À FAIRE:
Répondez à ces questions sur le texte consacré au Marché Central de San José :
1. Par quoi voulait-on remplacer le marché dans les années 1990 ?
2. Combien de commerces compte le marché ?
3. En quel mois a lieu la messe annuelle autour du « Sagrado Corazón de Jesús » ?

TEXTE FOURNI:
◆ ◆ ◆ ◆ ◆

Et pourtant, on a tenté de le démolir dans les années 1990. Cette décennie est marquée par une montée en flèche du tourisme au Costa Rica, période où le pays n’était pas aussi développé que maintenant. Cet afflux de touristes entraînant un véritable boum économique provoqua des volontés de restructuration de la part du gouvernement. La dynamique de modernisation de la ville prévoyait la démolition du Marché Central, donnant « une mauvaise image de San José », pour le remplacer par un centre commercial.
Heureusement, les Costariciens tiennent à leur marché, des voix se sont levées et le Marché Central de San José est toujours debout.
Il compte plus de 200 commerces et accueille de nombreux visiteurs qui s’y rendent quotidiennement à la recherche de fruits tropicaux, légumes, viandes, poissons, œufs, céréales et autres. On y achète tous les produits nécessaires à la cuisine des repas traditionnels : aliments comme le riz et haricots rouges indispensables à la cuisine costaricienne, ustensiles, textiles, herbes aromatiques, condiments. Mais aussi des étals d’artisanat, de vêtements, de vente d’animaux, de torréfaction de café, de plantes médicinales, de fleurs, d’articles en bois, en cuir, de cordonnerie… et bien d’autres choses encore.
Ce qui caractérise le marché central est de faire des trouvailles que l’on ne rencontre nulle part ailleurs. Entre des étals de sandales en cuir et de feuilles de banane plantain servant à empaqueter les tamales (nourriture typique à base de pâte de maïs, de riz et de viande), vous dénicherez des « nigüentas » : figure d’une jeune fille qui s’enlève des puces et que l’on retrouve dans toutes les maisons d’ici, porte bonheur par excellence au Costa Rica et dans d’autres pays d’Amérique Latine.
Il y a différentes portes d’entrées latérales ou d’angle permettant d’accéder à ce labyrinthe de couloirs étroits que constitue le marché. En son centre, vous y trouverez le « Sagrado Corazón de Jesús« , le Saint Patron du marché, symbole caractéristique du « village » des commerçants. On peut voir les passants toucher la vitrine pour recevoir sa bénédiction, expression de l’influence religieuse forte au Costa Rica.
Chaque année, au mois de juillet, se tient une messe réunissant des centaines de personne autour du Sagrado. C’est également l’occasion de raconter des anecdotes et de rendre hommage à des commerçants très impliqués dans la vie du marché, renforçant l’esprit du lieu. Par exemple, Alvaro Mora Jimenez, 68 ans, est propriétaire d’un commerce de glaces traditionnelles où 5 générations de sa famille y ont travaillé.

◆ ◆ ◆ ◆ ◆

EXTRAITS DE DONNÉES:
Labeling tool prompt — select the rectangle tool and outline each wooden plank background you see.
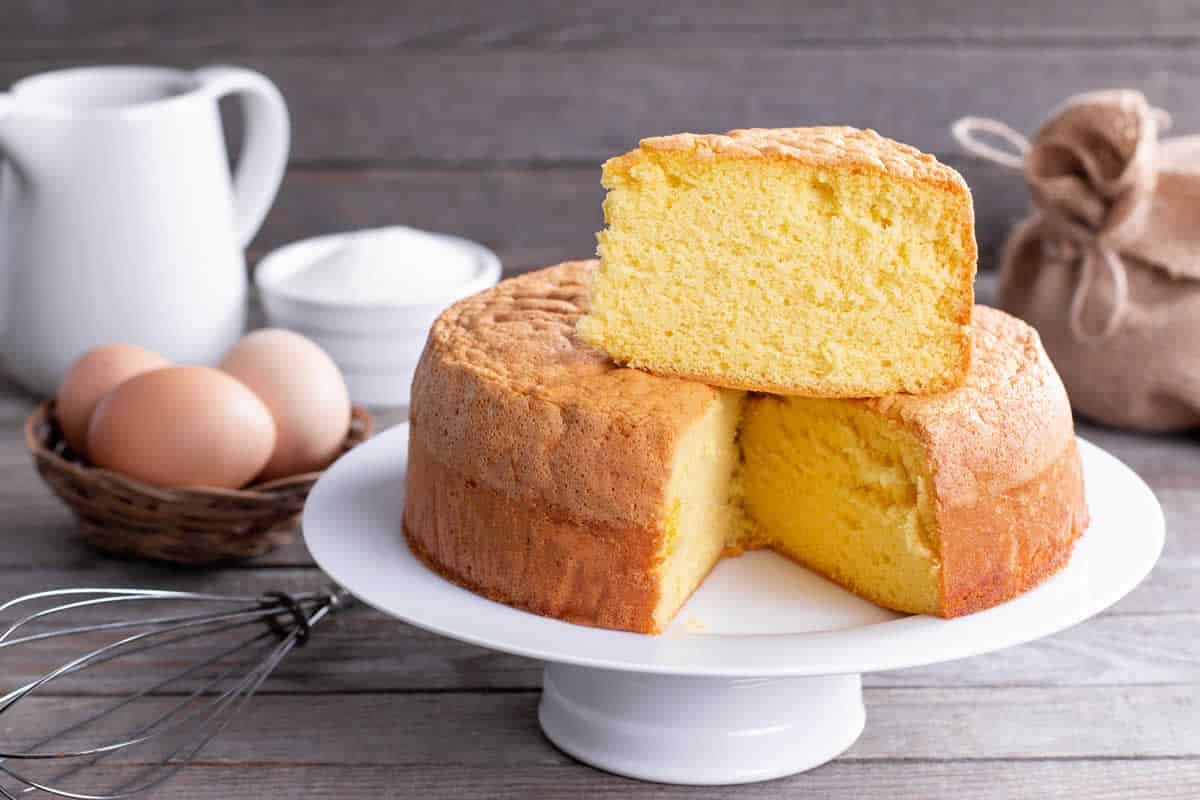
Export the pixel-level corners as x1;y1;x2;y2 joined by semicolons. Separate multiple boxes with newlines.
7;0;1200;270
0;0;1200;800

◆ ◆ ◆ ◆ ◆

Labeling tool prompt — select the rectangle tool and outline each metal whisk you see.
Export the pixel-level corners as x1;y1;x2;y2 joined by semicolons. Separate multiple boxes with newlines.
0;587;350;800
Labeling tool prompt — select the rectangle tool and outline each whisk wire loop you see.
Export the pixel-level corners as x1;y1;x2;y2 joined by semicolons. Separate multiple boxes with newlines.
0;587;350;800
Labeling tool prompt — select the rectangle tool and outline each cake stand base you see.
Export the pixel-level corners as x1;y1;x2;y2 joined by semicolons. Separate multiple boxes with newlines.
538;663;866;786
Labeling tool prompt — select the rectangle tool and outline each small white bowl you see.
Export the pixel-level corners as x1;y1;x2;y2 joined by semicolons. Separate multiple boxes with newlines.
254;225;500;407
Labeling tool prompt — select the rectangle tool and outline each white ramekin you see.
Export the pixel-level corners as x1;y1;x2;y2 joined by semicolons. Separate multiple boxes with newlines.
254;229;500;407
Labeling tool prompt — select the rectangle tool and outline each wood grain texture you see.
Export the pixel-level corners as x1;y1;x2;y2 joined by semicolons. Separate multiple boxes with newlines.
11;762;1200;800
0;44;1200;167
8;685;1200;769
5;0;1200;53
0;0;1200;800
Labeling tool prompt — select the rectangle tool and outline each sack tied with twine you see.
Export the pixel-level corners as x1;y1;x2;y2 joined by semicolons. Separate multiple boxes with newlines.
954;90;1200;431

◆ ◆ ◆ ◆ ◆

RÉPONSE FINALE:
1. Par un centre commercial.
2. Plus de 200.
3. En juillet.